BRIEF:
From the idxd mdev documentation patch, copy the passage between "From: Dave Jiang" and "mdev was chosen.", inclusive, without changing a character.

----- EXCERPT

[PATCH v5 01/14] vfio/mdev: idxd: add theory of operation documentation for idxd mdev

From: Dave Jiang
Date: Fri Feb 05 2021 - 16:16:00 EST


Add idxd vfio mediated device theory of operation documentation.
Provide description on mdev design, usage, and why vfio mdev was chosen.

Reviewed-by: Ashok Raj <ashok.raj@xxxxxxxxx>
Reviewed-by: Kevin Tian <kevin.tian@xxxxxxxxx>
Signed-off-by: Dave Jiang <dave.jiang@xxxxxxxxx>
---
Documentation/driver-api/vfio/mdev-idxd.rst | 397 +++++++++++++++++++++++++++
MAINTAINERS | 1
2 files changed, 398 insertions(+)

----------
----- DATA SECTION

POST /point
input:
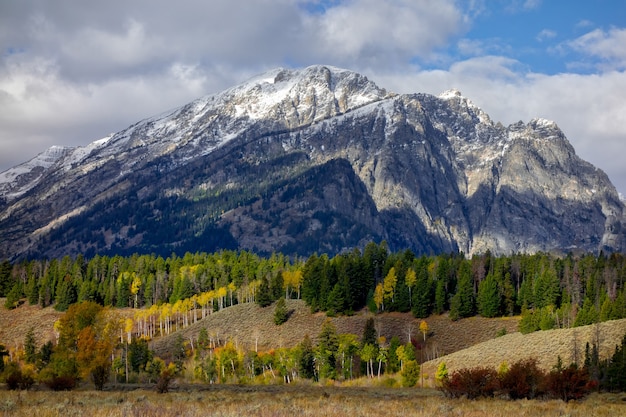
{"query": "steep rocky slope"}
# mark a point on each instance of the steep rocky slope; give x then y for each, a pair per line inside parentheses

----------

WORKED SOLUTION:
From: Dave Jiang
Date: Fri Feb 05 2021 - 16:16:00 EST


Add idxd vfio mediated device theory of operation documentation.
Provide description on mdev design, usage, and why vfio mdev was chosen.